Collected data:
────────────────
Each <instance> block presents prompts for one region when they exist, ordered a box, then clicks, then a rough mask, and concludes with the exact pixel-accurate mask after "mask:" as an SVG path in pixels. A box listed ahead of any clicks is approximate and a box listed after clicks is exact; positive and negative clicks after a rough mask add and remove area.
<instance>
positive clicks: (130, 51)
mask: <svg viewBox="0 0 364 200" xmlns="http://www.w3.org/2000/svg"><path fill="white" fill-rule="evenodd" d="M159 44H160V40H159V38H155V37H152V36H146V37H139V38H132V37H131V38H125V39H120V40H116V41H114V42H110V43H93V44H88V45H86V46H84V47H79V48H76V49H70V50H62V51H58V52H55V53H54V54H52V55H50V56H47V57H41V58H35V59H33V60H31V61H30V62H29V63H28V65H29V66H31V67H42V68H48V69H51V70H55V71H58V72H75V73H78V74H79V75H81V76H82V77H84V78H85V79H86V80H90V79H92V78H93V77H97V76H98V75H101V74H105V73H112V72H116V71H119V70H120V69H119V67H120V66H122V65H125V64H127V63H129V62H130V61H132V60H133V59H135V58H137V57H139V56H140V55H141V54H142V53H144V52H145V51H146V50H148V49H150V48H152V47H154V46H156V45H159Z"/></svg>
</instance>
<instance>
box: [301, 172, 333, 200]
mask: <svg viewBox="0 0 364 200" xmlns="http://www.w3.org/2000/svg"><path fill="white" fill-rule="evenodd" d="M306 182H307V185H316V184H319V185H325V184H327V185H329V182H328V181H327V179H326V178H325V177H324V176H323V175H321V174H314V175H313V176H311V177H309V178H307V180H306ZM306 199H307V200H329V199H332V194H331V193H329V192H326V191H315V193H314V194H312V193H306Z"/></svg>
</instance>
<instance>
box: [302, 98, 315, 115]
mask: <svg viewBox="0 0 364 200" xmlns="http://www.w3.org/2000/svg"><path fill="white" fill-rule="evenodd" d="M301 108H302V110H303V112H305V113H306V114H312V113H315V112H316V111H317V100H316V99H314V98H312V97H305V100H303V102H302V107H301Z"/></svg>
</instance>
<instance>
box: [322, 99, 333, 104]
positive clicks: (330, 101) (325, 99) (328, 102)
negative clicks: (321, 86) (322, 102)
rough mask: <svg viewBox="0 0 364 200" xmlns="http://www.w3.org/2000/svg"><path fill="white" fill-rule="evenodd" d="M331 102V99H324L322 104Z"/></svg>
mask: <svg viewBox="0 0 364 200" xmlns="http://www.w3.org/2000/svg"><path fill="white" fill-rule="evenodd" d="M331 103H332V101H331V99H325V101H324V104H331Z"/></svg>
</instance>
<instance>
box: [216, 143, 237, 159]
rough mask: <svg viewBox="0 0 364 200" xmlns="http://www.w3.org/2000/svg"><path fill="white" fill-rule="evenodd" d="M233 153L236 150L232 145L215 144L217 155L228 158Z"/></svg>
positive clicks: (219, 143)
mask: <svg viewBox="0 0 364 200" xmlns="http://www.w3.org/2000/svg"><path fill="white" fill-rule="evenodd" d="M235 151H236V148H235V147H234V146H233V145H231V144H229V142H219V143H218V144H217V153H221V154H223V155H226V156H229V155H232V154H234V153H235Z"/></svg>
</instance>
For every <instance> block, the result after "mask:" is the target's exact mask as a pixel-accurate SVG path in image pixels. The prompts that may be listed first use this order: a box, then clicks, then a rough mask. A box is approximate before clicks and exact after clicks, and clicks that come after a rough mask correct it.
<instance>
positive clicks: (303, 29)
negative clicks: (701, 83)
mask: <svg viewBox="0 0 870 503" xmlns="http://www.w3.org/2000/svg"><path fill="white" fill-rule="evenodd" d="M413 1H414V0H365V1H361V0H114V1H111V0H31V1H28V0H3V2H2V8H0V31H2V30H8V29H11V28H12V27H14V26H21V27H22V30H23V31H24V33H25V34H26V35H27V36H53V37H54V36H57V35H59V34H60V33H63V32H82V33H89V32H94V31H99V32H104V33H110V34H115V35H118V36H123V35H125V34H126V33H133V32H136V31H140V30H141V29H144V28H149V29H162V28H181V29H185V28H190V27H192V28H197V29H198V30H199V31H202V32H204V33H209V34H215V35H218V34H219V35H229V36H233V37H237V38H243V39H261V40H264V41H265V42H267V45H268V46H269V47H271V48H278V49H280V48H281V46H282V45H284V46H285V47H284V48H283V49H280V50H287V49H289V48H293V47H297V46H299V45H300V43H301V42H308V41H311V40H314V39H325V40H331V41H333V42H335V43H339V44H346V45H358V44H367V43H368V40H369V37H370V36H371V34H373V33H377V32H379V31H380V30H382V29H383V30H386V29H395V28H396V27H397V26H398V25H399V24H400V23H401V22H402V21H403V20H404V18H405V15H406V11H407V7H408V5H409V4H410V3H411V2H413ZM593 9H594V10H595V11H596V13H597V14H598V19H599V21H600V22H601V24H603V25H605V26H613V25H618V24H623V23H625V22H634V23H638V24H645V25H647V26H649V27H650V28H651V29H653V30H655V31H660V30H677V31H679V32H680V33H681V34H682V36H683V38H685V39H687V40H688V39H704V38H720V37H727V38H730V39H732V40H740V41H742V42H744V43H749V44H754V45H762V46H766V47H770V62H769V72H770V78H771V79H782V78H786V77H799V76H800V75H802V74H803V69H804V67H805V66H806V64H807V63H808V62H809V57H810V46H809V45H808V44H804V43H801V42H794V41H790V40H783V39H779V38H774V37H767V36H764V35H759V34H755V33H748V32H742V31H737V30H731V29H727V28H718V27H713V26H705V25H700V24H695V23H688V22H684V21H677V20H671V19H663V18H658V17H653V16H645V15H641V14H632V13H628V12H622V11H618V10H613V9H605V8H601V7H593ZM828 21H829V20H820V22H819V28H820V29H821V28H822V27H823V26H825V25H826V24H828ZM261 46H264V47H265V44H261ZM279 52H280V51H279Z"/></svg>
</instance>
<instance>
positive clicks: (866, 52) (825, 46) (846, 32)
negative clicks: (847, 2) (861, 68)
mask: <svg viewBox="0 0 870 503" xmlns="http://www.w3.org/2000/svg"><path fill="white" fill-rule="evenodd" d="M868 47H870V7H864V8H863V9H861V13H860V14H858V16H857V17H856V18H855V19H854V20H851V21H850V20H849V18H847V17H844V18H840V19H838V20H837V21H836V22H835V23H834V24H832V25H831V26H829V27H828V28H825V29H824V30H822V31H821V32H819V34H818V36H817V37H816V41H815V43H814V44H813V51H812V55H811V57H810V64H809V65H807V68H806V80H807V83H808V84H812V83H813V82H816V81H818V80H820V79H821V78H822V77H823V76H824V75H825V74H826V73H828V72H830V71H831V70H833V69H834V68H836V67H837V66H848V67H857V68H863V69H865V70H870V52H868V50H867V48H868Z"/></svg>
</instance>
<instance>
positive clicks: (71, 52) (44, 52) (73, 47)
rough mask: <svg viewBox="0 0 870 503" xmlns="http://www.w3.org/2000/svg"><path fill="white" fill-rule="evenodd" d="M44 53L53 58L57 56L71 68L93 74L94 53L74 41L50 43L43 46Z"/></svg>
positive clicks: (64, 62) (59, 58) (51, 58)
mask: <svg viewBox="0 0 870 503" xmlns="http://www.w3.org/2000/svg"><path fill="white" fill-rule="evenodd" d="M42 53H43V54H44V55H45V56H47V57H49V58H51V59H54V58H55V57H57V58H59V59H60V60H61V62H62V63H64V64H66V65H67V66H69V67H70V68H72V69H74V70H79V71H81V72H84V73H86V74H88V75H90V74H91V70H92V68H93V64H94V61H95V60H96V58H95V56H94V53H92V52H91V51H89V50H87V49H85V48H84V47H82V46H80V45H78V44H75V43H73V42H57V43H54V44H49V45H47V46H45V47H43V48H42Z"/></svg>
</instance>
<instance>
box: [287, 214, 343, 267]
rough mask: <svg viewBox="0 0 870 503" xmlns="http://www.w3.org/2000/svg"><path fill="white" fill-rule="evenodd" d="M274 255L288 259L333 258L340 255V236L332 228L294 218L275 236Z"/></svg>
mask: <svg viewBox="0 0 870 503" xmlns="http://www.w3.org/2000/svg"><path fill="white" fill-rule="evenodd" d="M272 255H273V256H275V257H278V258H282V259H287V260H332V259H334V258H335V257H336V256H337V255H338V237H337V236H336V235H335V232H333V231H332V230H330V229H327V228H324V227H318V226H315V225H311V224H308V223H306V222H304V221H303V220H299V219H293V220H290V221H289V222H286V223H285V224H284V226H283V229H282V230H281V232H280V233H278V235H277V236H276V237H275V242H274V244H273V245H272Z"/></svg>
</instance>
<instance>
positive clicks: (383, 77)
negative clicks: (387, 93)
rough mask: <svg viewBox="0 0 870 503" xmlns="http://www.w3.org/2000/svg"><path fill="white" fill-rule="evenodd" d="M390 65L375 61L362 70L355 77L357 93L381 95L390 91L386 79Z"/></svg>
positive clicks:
────────────────
# Work task
Rewrite the lines from the start of the collected data up to and including the line with "positive clicks: (130, 51)", changing "prompts" to "cues" and leaving everything else the same.

# Result
Each <instance> block presents cues for one region when they exist, ordered a box, then clicks, then a rough mask, and concludes with the exact pixel-accurate mask after "mask:" as an SVG path in pixels. A box listed ahead of any clicks is approximate and a box listed after clicks is exact; positive and negative clicks after a rough mask add and remove area.
<instance>
positive clicks: (130, 51)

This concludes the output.